> **Fragment tekstu**
>>>>>

Bez pruderii

"Między nogami" - reż. Adam Kuzycz-Berezowski - Stowarzyszenie Teatr Niekonsekwentny

Był najsłynniejszym komediopisarzem antyku. Nie oszczędzał polityków i sobie współczesnych, bezlitośnie drwił z kolegów po piórze. Arystofanesa, greckiego twórcy sprzed 2,5 tysiąca lat, postanowili przypomnieć czterej młodzi aktorzy szczecińskiego Teatru Współczesnego

Adam Kuzycz-Berezowski, Wojciech Sandach, Maciej Litkowski i Michał Lewandowski (tym razem pod szyldem Teatru Niekonsekwentnego) zebrali w jedno cztery utwory Arystofanesa. Fragmenty "Zab", "Lizystraty", "Ptaków" i "Thesmoforii", wystawili pod wspólnym tytułem "Między nogami", w Malarni, czyli na malej scenie Współczesnego.

Trudno w spektaklu szukać jednorodnej fabuły - to raczej zbiór kilku scenek, opartych na wspólnych podstawach: relacjach damsko-męskich i dosadnym dowcipie. Ten dowcip zresztą może wydać się zaskakujący - przywykliśmy myśleć, iż czasy nam współczesne to pełny rozkwit swobody obyczajowej i językowej. Zetknięcie z Arystofanesem przekonuje, że nic bardziej mylnego. Już 500 lat przed naszą erą powstawały sztuki, w których o sferze seksu mówiło się całkiem wprost, z użyciem słownictwa, które i dziś może razić co bardziej pruderyjnych widzów.

<<<<<

> **Twoje zadania**
- A) Przepisz z recenzji spektaklu wszystko od „Adam Kuzycz-Berezowski, Wojciech” aż do „bardziej pruderyjnych widzów.”.
- B) Pisz dalej recenzję spektaklu, zaczynając tuż po jej ostatnim zdaniu.

> **Pokazany materiał**
>>>>>

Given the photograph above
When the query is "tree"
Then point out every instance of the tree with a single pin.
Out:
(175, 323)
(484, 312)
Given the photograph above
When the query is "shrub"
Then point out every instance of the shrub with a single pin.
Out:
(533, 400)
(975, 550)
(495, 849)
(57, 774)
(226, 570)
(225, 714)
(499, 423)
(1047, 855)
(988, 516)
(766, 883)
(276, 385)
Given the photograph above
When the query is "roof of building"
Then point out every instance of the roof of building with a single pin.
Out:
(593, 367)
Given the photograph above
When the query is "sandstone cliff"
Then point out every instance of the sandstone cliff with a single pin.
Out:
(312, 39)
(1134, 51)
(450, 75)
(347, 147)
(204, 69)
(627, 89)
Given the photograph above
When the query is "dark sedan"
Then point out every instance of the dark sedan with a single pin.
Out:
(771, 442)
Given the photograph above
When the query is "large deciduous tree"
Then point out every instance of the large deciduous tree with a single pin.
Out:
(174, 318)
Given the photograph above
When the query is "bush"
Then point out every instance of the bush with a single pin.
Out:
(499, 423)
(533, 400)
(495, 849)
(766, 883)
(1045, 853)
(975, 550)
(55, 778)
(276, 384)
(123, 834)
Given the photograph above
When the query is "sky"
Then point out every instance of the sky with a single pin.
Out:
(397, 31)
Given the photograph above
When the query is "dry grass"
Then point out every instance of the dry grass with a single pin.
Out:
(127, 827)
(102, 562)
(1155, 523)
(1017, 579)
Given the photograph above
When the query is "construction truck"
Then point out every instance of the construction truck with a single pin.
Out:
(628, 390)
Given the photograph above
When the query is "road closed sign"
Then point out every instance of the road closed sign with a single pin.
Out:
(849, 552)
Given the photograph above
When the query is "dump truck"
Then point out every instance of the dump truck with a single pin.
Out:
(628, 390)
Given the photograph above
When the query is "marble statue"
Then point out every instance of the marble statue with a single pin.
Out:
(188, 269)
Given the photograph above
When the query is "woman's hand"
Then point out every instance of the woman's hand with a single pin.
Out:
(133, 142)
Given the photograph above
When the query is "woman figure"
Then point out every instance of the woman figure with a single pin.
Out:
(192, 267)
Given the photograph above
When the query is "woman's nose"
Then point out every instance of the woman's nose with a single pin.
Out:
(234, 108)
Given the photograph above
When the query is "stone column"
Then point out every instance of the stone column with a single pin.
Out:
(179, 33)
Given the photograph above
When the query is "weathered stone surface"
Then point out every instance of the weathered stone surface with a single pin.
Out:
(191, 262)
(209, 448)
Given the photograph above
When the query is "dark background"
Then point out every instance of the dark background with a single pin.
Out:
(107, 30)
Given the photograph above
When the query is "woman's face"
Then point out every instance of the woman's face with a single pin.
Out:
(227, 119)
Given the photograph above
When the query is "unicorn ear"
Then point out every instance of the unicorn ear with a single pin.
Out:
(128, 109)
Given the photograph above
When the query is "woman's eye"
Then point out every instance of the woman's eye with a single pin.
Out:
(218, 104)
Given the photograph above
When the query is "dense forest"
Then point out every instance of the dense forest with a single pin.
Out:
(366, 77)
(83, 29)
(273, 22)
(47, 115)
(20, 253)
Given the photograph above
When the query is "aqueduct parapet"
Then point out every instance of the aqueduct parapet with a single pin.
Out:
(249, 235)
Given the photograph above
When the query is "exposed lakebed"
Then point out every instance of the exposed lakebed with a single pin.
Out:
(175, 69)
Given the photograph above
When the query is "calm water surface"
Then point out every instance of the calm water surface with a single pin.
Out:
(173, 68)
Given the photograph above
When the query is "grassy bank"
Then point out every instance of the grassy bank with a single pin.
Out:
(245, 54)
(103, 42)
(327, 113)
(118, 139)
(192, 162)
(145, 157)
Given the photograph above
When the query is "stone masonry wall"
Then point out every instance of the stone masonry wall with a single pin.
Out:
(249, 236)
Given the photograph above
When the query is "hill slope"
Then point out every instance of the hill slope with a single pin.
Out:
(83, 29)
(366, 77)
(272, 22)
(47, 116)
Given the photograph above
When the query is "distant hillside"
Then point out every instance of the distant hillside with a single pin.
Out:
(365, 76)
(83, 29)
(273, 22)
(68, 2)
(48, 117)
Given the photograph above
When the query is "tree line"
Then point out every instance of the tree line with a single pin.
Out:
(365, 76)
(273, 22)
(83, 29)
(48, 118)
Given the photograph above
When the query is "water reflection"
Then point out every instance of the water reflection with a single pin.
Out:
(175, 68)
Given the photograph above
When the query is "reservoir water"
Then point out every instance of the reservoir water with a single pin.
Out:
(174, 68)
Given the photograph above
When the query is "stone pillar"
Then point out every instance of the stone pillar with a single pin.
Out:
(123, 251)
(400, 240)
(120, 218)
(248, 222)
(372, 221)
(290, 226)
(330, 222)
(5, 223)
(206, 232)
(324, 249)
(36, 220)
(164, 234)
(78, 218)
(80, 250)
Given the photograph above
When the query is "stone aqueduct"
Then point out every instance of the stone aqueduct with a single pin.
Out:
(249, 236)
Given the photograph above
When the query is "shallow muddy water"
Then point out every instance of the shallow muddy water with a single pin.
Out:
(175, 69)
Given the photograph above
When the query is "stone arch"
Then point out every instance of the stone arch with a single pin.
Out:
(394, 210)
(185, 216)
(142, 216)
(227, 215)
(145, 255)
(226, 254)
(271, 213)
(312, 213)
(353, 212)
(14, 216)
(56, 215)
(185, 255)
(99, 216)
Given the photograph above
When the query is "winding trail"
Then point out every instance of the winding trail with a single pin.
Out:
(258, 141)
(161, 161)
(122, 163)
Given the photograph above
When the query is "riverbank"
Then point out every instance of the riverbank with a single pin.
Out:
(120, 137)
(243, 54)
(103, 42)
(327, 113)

<<<<<

> **Odpowiedzi**
- A)
Adam Kuzycz-Berezowski, Wojciech Sandach, Maciej Litkowski i Michał Lewandowski (tym razem pod szyldem Teatru Niekonsekwentnego) zebrali w jedno cztery utwory Arystofanesa. Fragmenty "Zab", "Lizystraty", "Ptaków" i "Thesmoforii", wystawili pod wspólnym tytułem "Między nogami", w Malarni, czyli na malej scenie Współczesnego.

Trudno w spektaklu szukać jednorodnej fabuły - to raczej zbiór kilku scenek, opartych na wspólnych podstawach: relacjach damsko-męskich i dosadnym dowcipie. Ten dowcip zresztą może wydać się zaskakujący - przywykliśmy myśleć, iż czasy nam współczesne to pełny rozkwit swobody obyczajowej i językowej. Zetknięcie z Arystofanesem przekonuje, że nic bardziej mylnego. Już 500 lat przed naszą erą powstawały sztuki, w których o sferze seksu mówiło się całkiem wprost, z użyciem słownictwa, które i dziś może razić co bardziej pruderyjnych widzów.

- B)
"Między nogami" to spektakl nie tylko śmiały, ale i bardzo dobrze zagrany. Kuzycz-Berezowski, Sandach, Litkowski i Lewandowski wcielają się z równym wdziękiem w kobiety, odmawiające mężom współżycia do czasu zaprzestania wojen, jak i mężów, boleśnie brak seksu odczuwających, w tragików - Ajschylosa i Eurypidesa, toczących ze sobą wojny nawet w Hadesie, czy w podróżujących z Charonem przez Styks. Skrzące interpretacyjnymi pomysłami przedstawienie, pokazuje, że można przenieść na scenę teksty sprzed wielu wieków w taki sposób, by urzec publiczność, zaciekawić ją, przykuć do fotela. Nie trzeba do tego rozbudowanych środków: w "Między nogami" akcja toczy się na czarnej scenie, z odgrodzonymi kotarami kulisami i pudłami różnej wielkości. Dosadny dowcip sztuki podkreślają kostiumy, eksponujące ogromne, przypinane sztuczne penisy.

"Między nogami" jest pierwszym spektaklem w Szczecinie, do którego powstania finansową cegiełkę mógł dorzucić każdy szczecinian: aktorzy, dzięki portalowi wspieram-kulture.pl uzbierali 3,5 tys. złotych na scenografię i rekwizyty. Warto wspomagać takie wartościowe i odważne projekty, prowadzone przez aktywnych, twórczych i piekielnie zdolnych młodych ludzi.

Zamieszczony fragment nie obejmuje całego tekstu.